◆ **Task details**
Reproduce verbatim the stretch of rows from the beginning through the line containing "(1057, 238)", including both ends. Leave out the pictures.

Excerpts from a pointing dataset
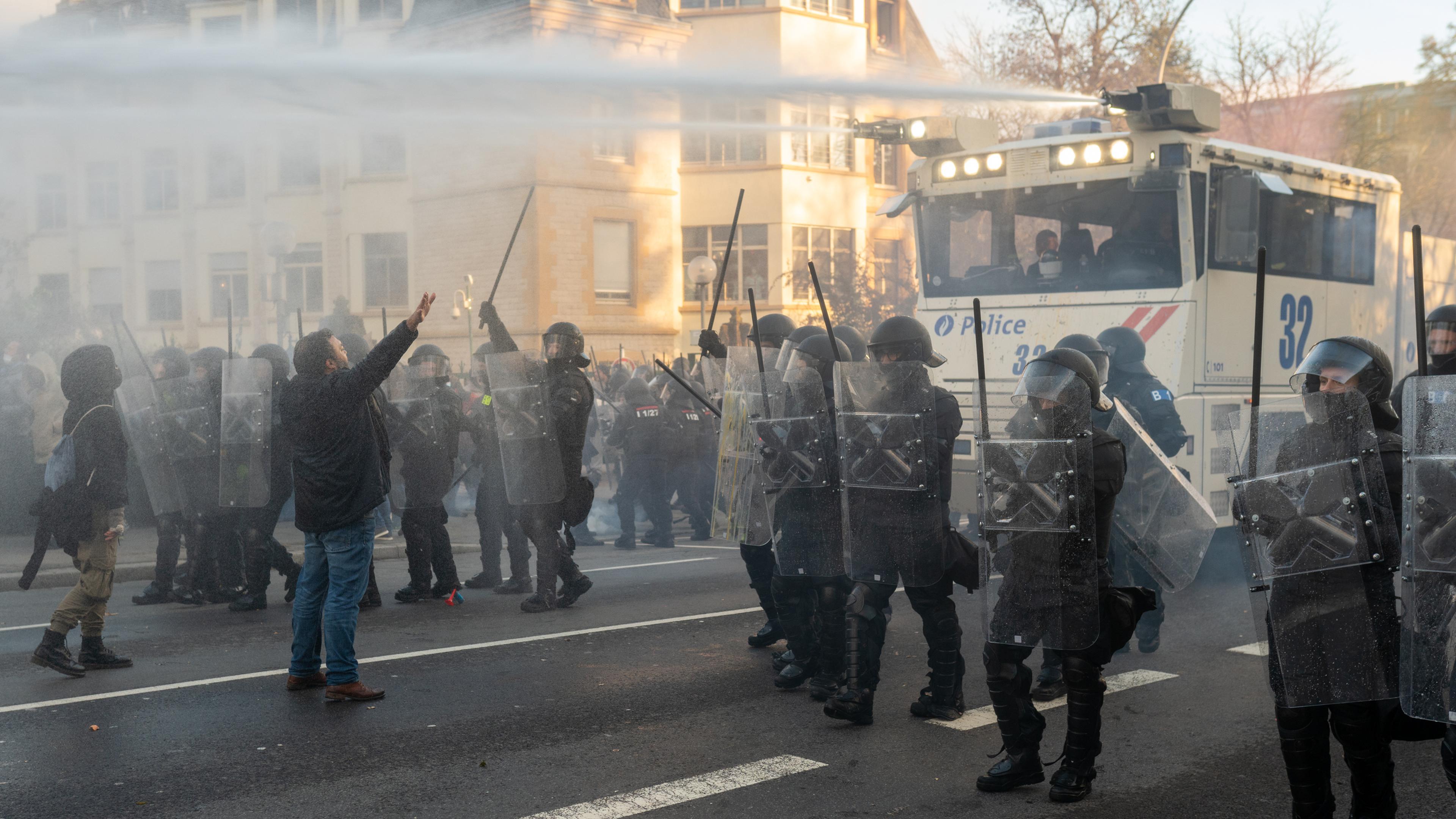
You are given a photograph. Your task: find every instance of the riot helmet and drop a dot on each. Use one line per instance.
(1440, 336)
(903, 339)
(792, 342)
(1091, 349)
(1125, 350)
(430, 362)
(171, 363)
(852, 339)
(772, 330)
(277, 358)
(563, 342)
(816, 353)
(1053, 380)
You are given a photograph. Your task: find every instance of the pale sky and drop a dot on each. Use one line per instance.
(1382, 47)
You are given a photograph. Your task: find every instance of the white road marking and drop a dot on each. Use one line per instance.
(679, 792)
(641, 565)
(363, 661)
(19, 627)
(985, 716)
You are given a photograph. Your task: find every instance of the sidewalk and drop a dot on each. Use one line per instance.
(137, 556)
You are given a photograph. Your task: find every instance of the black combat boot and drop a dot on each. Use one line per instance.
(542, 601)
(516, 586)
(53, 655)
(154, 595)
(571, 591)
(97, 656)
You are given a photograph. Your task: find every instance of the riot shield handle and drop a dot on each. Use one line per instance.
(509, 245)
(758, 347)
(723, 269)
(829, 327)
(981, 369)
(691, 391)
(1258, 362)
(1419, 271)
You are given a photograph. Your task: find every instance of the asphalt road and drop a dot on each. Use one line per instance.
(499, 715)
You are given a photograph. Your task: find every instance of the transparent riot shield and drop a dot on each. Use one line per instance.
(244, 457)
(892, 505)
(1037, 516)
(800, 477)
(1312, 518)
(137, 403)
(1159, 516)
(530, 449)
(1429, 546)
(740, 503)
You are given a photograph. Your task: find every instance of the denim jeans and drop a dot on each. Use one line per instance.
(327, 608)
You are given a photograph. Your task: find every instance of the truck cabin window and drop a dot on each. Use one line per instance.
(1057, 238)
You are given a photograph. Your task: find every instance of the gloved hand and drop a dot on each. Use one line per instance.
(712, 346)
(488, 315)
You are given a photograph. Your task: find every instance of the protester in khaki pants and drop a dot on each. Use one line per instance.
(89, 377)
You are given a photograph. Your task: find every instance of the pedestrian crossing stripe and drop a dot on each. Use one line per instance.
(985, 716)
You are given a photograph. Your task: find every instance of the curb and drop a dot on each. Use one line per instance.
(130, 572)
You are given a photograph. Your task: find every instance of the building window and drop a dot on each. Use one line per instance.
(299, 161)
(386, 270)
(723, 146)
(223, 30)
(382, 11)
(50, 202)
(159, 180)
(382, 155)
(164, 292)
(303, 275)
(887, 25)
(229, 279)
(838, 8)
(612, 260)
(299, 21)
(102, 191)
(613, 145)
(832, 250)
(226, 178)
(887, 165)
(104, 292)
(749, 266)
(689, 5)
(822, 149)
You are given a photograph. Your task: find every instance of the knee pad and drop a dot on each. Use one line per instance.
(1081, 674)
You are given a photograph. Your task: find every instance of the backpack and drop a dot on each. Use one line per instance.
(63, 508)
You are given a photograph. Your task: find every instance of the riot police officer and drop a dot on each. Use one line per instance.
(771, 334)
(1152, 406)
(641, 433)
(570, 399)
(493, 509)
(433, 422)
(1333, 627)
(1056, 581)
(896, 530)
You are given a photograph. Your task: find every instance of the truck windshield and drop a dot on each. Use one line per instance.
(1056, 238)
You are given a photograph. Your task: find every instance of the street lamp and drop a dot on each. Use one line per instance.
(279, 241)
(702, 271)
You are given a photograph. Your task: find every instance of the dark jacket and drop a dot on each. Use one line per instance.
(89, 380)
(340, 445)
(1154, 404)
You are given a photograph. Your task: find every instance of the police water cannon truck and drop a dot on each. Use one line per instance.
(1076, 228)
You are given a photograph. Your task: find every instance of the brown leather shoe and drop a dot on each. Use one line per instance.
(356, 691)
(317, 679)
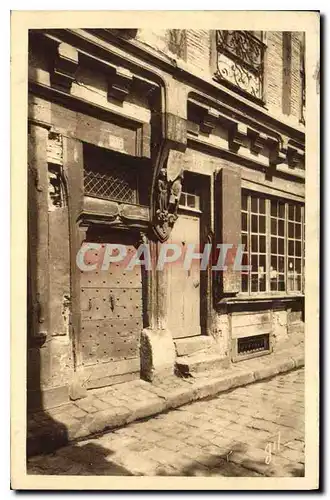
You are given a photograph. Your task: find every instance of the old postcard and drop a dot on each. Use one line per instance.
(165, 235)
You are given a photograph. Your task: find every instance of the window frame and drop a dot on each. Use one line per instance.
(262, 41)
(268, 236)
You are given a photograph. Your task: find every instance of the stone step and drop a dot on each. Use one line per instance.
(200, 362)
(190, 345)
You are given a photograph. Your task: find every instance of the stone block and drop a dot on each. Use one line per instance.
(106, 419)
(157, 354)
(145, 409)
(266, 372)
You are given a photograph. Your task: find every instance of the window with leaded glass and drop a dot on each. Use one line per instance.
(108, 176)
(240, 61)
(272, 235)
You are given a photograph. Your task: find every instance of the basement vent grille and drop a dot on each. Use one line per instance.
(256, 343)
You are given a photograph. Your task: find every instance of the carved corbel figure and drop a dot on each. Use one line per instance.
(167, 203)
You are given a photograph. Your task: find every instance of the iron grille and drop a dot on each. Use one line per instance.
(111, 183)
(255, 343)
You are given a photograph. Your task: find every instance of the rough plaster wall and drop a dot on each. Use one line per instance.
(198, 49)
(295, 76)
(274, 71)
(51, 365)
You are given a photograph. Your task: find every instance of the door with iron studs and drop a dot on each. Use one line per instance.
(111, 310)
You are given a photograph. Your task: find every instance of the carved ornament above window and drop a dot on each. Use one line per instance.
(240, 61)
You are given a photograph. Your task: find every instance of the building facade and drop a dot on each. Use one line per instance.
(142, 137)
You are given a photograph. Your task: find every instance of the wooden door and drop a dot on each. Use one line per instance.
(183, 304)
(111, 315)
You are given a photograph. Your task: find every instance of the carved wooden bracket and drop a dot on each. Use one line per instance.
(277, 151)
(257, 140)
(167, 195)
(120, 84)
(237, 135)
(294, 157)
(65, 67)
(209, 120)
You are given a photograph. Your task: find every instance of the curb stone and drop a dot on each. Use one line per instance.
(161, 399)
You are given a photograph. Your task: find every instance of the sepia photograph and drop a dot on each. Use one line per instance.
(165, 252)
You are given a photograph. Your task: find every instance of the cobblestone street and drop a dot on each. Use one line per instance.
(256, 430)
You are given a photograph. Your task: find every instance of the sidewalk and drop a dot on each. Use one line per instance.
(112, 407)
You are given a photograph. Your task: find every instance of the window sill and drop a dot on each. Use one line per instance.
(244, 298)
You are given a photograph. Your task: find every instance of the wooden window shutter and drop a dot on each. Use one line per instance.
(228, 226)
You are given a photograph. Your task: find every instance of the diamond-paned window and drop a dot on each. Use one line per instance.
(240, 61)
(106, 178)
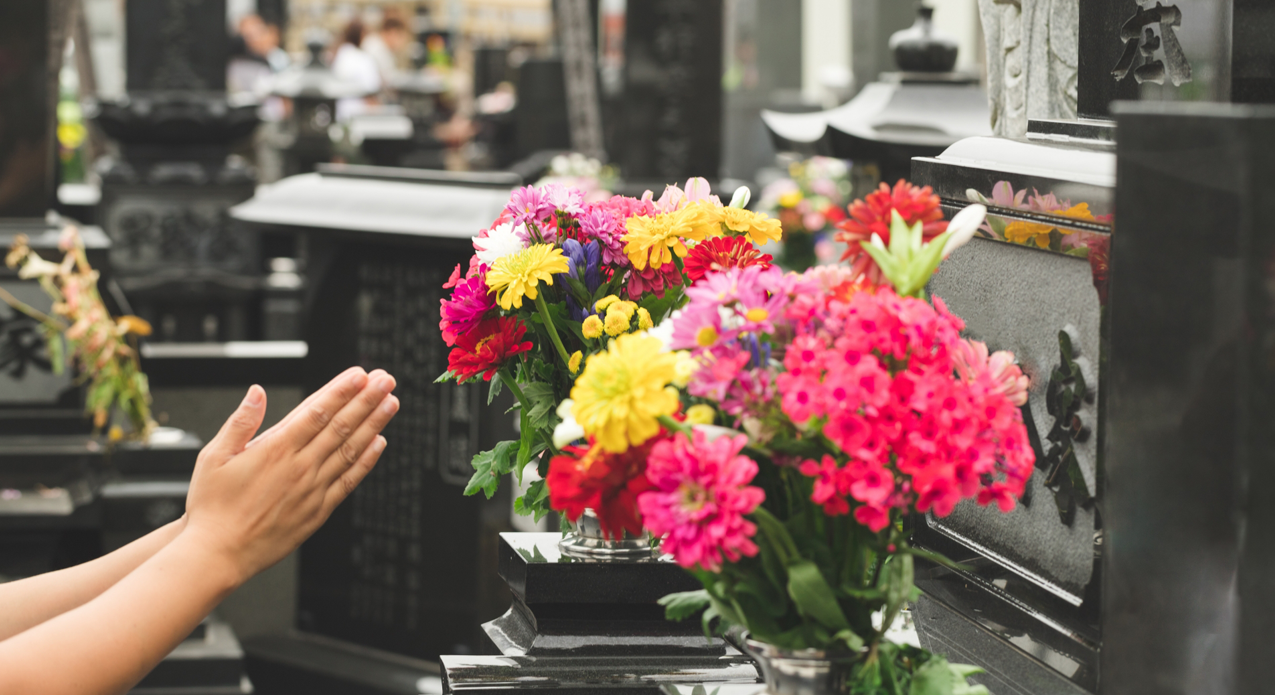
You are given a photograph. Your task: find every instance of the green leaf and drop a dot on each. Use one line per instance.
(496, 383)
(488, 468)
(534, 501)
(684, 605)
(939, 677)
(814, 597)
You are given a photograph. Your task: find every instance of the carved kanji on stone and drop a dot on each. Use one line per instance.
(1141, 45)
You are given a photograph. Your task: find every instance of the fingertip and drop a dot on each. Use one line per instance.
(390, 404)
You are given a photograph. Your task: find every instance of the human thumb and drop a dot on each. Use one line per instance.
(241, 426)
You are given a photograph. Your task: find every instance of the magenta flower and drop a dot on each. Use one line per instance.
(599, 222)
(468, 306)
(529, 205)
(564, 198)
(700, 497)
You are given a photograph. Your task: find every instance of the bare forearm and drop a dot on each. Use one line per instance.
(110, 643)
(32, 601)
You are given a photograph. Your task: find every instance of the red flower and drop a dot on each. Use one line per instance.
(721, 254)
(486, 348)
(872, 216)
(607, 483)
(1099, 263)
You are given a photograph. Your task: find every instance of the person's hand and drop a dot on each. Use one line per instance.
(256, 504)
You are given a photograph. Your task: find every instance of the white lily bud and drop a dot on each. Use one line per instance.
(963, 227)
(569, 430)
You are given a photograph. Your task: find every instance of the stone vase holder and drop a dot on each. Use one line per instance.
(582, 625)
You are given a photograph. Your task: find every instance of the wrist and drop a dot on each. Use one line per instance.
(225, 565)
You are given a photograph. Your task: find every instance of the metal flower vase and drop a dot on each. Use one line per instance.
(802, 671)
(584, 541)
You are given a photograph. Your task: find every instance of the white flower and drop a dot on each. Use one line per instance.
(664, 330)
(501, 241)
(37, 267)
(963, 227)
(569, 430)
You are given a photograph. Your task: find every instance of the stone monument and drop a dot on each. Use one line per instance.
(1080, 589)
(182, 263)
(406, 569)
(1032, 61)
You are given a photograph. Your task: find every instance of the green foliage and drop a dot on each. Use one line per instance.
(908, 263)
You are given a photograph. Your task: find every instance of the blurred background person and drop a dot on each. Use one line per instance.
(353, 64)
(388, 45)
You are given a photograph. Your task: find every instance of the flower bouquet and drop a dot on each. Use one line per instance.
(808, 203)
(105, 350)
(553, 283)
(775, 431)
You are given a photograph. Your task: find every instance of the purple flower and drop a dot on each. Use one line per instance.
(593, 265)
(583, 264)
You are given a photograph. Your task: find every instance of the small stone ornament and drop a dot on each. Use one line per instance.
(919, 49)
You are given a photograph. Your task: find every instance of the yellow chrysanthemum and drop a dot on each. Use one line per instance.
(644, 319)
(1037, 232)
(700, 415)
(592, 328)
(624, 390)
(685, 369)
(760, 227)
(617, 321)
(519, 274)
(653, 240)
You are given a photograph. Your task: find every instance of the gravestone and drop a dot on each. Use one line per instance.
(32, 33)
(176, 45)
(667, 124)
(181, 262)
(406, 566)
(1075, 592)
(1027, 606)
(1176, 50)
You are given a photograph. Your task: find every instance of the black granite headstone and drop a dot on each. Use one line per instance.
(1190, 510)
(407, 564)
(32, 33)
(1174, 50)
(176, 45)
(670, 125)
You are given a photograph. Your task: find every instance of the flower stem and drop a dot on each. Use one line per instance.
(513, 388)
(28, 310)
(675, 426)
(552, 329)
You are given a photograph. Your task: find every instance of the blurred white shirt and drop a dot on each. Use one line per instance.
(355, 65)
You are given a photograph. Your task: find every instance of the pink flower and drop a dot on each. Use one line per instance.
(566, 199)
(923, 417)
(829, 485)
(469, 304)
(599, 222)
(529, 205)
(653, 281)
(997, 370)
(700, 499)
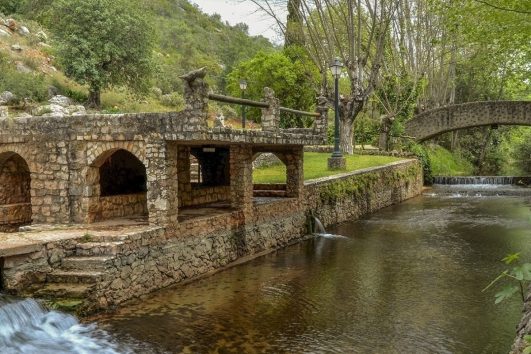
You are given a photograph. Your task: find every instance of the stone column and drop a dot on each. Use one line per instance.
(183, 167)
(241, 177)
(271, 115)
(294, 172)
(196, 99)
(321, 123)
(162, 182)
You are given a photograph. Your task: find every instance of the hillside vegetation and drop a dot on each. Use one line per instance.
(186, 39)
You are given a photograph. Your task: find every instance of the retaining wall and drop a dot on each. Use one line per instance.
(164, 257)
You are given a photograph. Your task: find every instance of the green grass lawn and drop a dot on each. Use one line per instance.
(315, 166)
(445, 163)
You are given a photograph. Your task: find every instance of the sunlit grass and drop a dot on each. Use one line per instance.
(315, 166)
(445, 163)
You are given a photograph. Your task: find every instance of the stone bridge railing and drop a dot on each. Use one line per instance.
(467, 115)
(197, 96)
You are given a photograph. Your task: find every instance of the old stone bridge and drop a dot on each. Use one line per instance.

◆ **Final answer**
You are given a photograph. Your task: find every instance of the riot helmet and drop a dot on each. Use one line per instance.
(1440, 336)
(903, 339)
(792, 342)
(1091, 349)
(1125, 350)
(430, 362)
(171, 363)
(852, 339)
(772, 330)
(277, 358)
(563, 342)
(816, 353)
(1053, 380)
You are given a photograph. Your task: find every instance of the pale sky and drop a dot on each. Use one line per instance.
(1382, 47)
You are given a photograph. Your task: find every instance of the white road marking and drop a dot on each. Use one line per instance.
(679, 792)
(641, 565)
(363, 661)
(19, 627)
(985, 716)
You are given a photograph. Your task: find every instance of the sidewalk and drop a dot on each. Use one line per instance.
(137, 556)
You are given a photograph. Your task: find every instance of the black combat boot and drop a dot on each. Use one line per instance.
(542, 601)
(516, 586)
(53, 655)
(154, 595)
(571, 591)
(97, 656)
You are given a photograph. Your task: find every instance of the riot shield handle and drop a dot on each. Use one line per instance.
(509, 245)
(758, 347)
(723, 269)
(829, 327)
(981, 369)
(691, 391)
(1258, 362)
(1419, 271)
You are given a photograph. Your task: find every instance of the asphalt road and drop a dot on each. Use one line per instance.
(499, 715)
You are given a photograph. Your task: find every instance of the transparent riot shield and drop a dot on each. Use one line per instance.
(244, 457)
(892, 505)
(1037, 516)
(800, 477)
(1312, 518)
(137, 403)
(1159, 516)
(530, 449)
(1429, 546)
(740, 503)
You are given a photograph. Your task: find every instance of the denim jeans and drop a dot on each. Use one line per instance.
(327, 608)
You are given a photograph. Your task: find every instance of the truck cabin window and drop a dot on each. Use one line per instance.
(1057, 238)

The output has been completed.